### REQUIRED TASK 1
From the KeyRoom project page, list each action the agent must carry out in the KeyRoom environment.
### REQUIRED TASK 2
Copy everything in the KeyRoom project page from "# **MiniHack KeyRoom" down to "must be runned.".

### SELECTED PASSAGE

○ ○ ○ ○

# **MiniHack KeyRoom KB**

**Author**: Riccardo Parente\
**Course**: Artificial Intelligence Fundamentals 2023/2024

### **Introduction**

The goal of this project is to implement a knowledge base written in Prolog and to use it to resolve the puzzle given by the "KeyRoom" environment of the MiniHack Environment Zoo. In this environment the agent must find a key to unlock a door, enter the room and go to the exit.

### **Requirements**
To run the project with its software dependencies on Google Colab (used also for the assessment) the following commands must be runned.

In [None]:
!sudo apt update
!sudo apt install -y build-essential autoconf libtool pkg-config python3-dev \
    python3-pip python3-numpy git flex bison libbz2-dev

!wget -O - https://apt.kitware.com/keys/kitware-archive-latest.asc 2>/dev/null | sudo apt-key add -
!sudo apt-add-repository 'deb https://apt.kitware.com/ubuntu/ bionic main'
!sudo apt-get update && apt-get --allow-unauthenticated install -y \
    cmake \
    kitware-archive-keyring

!sudo rm $(which cmake)

○ ○ ○ ○

### GIVEN INFORMATION
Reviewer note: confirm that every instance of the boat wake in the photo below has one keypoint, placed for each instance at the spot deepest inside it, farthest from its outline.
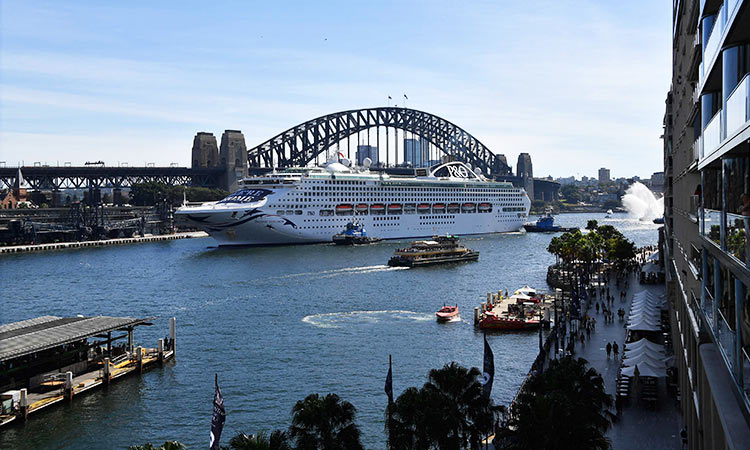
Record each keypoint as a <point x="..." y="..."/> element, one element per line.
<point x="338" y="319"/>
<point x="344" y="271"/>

○ ○ ○ ○

### COMPLETE RESPONSE 1
- find a key
- unlock a door
- enter the room
- go to the exit

### COMPLETE RESPONSE 2
# **MiniHack KeyRoom KB**

**Author**: Riccardo Parente\
**Course**: Artificial Intelligence Fundamentals 2023/2024

### **Introduction**

The goal of this project is to implement a knowledge base written in Prolog and to use it to resolve the puzzle given by the "KeyRoom" environment of the MiniHack Environment Zoo. In this environment the agent must find a key to unlock a door, enter the room and go to the exit.

### **Requirements**
To run the project with its software dependencies on Google Colab (used also for the assessment) the following commands must be runned.